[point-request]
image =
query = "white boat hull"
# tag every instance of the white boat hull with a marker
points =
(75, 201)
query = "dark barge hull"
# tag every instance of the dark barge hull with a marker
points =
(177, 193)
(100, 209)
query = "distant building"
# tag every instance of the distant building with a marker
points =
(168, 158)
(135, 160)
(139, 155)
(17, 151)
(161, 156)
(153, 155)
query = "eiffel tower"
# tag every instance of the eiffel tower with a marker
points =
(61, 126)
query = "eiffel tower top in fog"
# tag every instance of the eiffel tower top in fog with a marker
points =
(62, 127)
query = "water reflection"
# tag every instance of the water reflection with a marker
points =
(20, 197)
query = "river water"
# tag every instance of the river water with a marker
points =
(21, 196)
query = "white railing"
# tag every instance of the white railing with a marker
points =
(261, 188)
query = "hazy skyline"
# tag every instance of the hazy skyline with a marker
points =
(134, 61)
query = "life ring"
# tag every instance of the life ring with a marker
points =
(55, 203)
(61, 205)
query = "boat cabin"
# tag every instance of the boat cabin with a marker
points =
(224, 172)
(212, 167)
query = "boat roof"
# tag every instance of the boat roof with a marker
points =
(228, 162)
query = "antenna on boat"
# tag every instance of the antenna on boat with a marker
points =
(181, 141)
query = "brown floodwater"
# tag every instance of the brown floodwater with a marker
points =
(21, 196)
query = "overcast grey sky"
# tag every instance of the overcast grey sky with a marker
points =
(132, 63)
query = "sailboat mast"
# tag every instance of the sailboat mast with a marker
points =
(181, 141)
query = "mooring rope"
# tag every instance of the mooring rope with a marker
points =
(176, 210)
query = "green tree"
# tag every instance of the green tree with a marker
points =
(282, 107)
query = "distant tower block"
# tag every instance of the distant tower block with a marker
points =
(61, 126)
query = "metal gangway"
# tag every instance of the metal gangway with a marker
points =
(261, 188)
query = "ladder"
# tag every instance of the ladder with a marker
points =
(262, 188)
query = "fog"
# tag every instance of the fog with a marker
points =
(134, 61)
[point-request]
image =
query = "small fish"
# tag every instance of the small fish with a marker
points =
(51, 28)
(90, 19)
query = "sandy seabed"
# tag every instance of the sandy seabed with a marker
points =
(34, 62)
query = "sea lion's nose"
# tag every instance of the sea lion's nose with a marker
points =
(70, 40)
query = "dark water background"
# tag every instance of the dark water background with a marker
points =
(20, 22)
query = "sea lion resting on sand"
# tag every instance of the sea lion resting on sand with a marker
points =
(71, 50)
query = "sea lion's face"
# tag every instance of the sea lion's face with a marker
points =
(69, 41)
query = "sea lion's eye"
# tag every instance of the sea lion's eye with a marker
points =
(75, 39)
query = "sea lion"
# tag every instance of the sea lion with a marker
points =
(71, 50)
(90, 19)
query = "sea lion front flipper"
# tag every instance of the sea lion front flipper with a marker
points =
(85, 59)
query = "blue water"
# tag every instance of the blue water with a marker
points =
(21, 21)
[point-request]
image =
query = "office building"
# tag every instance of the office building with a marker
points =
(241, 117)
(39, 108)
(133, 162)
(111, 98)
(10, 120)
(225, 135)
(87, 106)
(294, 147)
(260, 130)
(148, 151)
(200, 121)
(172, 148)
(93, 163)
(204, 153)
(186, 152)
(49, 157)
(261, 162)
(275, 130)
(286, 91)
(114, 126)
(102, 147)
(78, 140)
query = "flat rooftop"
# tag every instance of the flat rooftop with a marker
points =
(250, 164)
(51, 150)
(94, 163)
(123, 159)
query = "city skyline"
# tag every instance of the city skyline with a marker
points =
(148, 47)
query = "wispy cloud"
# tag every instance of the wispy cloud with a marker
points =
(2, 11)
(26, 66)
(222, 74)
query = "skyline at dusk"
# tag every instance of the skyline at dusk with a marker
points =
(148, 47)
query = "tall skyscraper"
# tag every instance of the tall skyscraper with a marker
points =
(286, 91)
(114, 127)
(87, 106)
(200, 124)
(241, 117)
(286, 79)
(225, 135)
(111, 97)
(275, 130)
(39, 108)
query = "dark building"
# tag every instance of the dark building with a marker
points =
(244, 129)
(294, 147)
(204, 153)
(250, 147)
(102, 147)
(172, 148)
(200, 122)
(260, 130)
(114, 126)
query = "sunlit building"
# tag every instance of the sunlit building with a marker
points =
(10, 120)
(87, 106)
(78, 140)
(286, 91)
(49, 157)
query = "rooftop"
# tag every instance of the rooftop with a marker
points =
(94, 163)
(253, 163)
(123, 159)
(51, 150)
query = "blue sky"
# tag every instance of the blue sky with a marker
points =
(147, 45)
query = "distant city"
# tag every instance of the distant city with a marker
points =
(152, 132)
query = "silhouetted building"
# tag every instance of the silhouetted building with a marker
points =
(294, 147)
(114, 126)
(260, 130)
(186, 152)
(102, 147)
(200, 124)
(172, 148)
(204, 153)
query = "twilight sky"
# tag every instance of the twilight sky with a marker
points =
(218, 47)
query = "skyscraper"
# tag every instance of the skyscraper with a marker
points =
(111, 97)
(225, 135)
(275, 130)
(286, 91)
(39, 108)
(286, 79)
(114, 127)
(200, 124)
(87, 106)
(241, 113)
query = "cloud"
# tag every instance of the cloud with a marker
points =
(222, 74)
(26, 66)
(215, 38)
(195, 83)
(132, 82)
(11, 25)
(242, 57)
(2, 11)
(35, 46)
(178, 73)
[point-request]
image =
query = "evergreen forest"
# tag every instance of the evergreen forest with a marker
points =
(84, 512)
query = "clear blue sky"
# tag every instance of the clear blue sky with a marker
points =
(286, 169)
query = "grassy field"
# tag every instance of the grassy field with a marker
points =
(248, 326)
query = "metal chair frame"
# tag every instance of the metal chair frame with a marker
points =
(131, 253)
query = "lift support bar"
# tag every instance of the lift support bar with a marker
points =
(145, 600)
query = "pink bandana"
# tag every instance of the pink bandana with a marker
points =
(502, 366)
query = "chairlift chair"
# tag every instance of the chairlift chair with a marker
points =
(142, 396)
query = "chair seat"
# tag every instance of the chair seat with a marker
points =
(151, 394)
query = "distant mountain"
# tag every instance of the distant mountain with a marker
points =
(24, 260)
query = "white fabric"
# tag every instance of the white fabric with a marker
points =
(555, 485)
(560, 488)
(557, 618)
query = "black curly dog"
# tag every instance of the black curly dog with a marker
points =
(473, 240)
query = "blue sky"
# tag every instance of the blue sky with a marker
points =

********

== STATED TASK ==
Transcribe every entry exactly.

== FULL SOLUTION ==
[point-request]
image =
query = "white boat hull"
# tag every instance of the white boat hull with a marker
points =
(75, 201)
query = "dark barge hull"
# tag every instance of the dark barge hull with a marker
points =
(177, 193)
(100, 209)
query = "distant building"
# tag every instance of the distant building with a marker
points =
(168, 158)
(135, 160)
(139, 155)
(17, 151)
(161, 156)
(153, 155)
query = "eiffel tower"
# tag every instance of the eiffel tower with a marker
points =
(61, 126)
query = "eiffel tower top in fog"
# tag every instance of the eiffel tower top in fog with a marker
points =
(62, 127)
query = "water reflection"
# tag every instance of the water reflection with a marker
points =
(20, 197)
query = "river water"
# tag every instance of the river water with a marker
points =
(21, 196)
query = "white railing"
# tag every instance of the white railing with a marker
points =
(261, 188)
query = "hazy skyline"
# tag every instance of the hazy skyline with a marker
points =
(134, 61)
query = "life ring"
# tag every instance of the life ring with a marker
points =
(55, 203)
(61, 205)
query = "boat cabin"
# tag every instance of the boat cabin with a marker
points =
(224, 172)
(212, 167)
query = "boat roof"
# tag every instance of the boat roof with a marker
points =
(228, 162)
query = "antenna on boat"
# tag every instance of the antenna on boat with a marker
points =
(181, 141)
query = "brown floodwater"
# tag every instance of the brown floodwater with a marker
points =
(21, 196)
query = "overcast grey sky"
# tag every instance of the overcast grey sky with a marker
points =
(132, 63)
query = "sailboat mast"
# tag every instance of the sailboat mast with a marker
points =
(181, 141)
query = "mooring rope"
# tag every instance of the mooring rope with a marker
points =
(176, 210)
query = "green tree"
# tag every instance of the green tree with a marker
points =
(282, 107)
query = "distant tower block"
# tag every instance of the distant tower block with a marker
points =
(61, 126)
query = "metal gangway"
# tag every instance of the metal gangway with a marker
points =
(261, 188)
query = "ladder"
# tag every instance of the ladder with a marker
points =
(262, 188)
query = "fog"
# tag every instance of the fog with a marker
points =
(134, 61)
[point-request]
image =
query = "small fish"
# tag every instance of the small fish with a marker
points =
(51, 28)
(90, 19)
query = "sandy seabed"
# tag every instance of the sandy seabed with a marker
points =
(34, 62)
query = "sea lion's nose"
# tag every instance of the sea lion's nose with a marker
points =
(70, 40)
query = "dark water background"
# tag every instance of the dark water background with a marker
points =
(20, 22)
query = "sea lion resting on sand"
# tag every instance of the sea lion resting on sand with a marker
points =
(71, 50)
query = "sea lion's face"
# tag every instance of the sea lion's face with a marker
points =
(69, 41)
query = "sea lion's eye"
# tag every instance of the sea lion's eye with a marker
points =
(75, 39)
query = "sea lion"
# tag every instance of the sea lion with a marker
points =
(71, 50)
(90, 19)
query = "sea lion front flipper"
# tag every instance of the sea lion front flipper with a marker
points =
(85, 59)
query = "blue water"
# tag every instance of the blue water with a marker
points =
(21, 21)
[point-request]
image =
query = "office building"
# tag every instance of the office building with a marker
points =
(241, 117)
(39, 108)
(133, 162)
(111, 98)
(10, 120)
(225, 135)
(87, 106)
(294, 147)
(260, 130)
(148, 151)
(200, 121)
(172, 148)
(93, 163)
(204, 153)
(186, 152)
(49, 157)
(261, 162)
(275, 130)
(286, 91)
(114, 126)
(102, 147)
(78, 140)
query = "flat rooftop"
# tag every instance of the flat rooftop with a marker
points =
(250, 164)
(51, 150)
(94, 163)
(123, 159)
query = "city skyline"
# tag every instance of the city skyline with a marker
points =
(148, 47)
query = "wispy cloud"
# tag every instance of the wispy cloud with a marker
points =
(2, 11)
(26, 66)
(222, 74)
query = "skyline at dusk"
# tag every instance of the skyline at dusk with a marker
points =
(148, 47)
query = "tall skyscraper"
# tag every instance of the tall skyscraper with a marker
points =
(286, 91)
(114, 127)
(87, 106)
(200, 124)
(241, 117)
(286, 79)
(225, 135)
(111, 97)
(275, 130)
(39, 108)
query = "dark building"
# tag every instance of the dark building with a marker
points =
(244, 129)
(294, 147)
(204, 153)
(250, 147)
(102, 147)
(172, 148)
(200, 122)
(260, 130)
(114, 126)
query = "sunlit building"
# tag every instance of the sunlit building with a marker
points =
(10, 120)
(87, 106)
(78, 140)
(286, 91)
(49, 157)
query = "rooftop"
# tag every instance of the rooftop with a marker
points =
(94, 163)
(253, 163)
(123, 159)
(51, 150)
query = "blue sky"
# tag every instance of the blue sky with a marker
points =
(147, 45)
query = "distant city"
# tag every instance of the distant city with a marker
points =
(152, 132)
query = "silhouetted building"
# tag every instance of the silhouetted building with a marker
points =
(294, 147)
(114, 126)
(260, 130)
(186, 152)
(102, 147)
(200, 124)
(172, 148)
(204, 153)
query = "twilight sky"
# tag every instance of the twilight sky with a marker
points =
(218, 47)
query = "skyscraper"
# tag every instance of the skyscraper with a marker
points =
(111, 97)
(225, 135)
(275, 130)
(286, 91)
(39, 108)
(286, 79)
(114, 127)
(200, 124)
(87, 106)
(241, 113)
query = "cloud"
# tag every instance of the cloud with a marker
points =
(222, 74)
(26, 66)
(215, 38)
(195, 83)
(132, 82)
(11, 25)
(242, 57)
(2, 11)
(35, 46)
(178, 73)
[point-request]
image =
query = "evergreen forest"
# tag every instance of the evergreen forest with a marker
points =
(84, 512)
query = "clear blue sky"
# tag every instance of the clear blue sky with a marker
points =
(286, 169)
query = "grassy field"
# tag every instance of the grassy field with a marker
points =
(248, 326)
query = "metal chair frame"
# tag every instance of the metal chair frame with a marker
points =
(131, 253)
query = "lift support bar"
# tag every instance of the lift support bar with a marker
points =
(145, 600)
query = "pink bandana"
# tag every instance of the pink bandana with a marker
points =
(502, 366)
query = "chairlift chair"
# tag every instance of the chairlift chair with a marker
points =
(142, 396)
query = "chair seat"
# tag every instance of the chair seat with a marker
points =
(151, 394)
query = "distant mountain"
# tag every instance of the distant mountain with a marker
points =
(24, 260)
query = "white fabric"
# tag every instance of the white fabric with a marker
points =
(555, 485)
(560, 488)
(557, 618)
query = "black curly dog"
# tag every instance of the black curly dog with a marker
points =
(473, 240)
query = "blue sky"
# tag every instance of the blue sky with a marker
points =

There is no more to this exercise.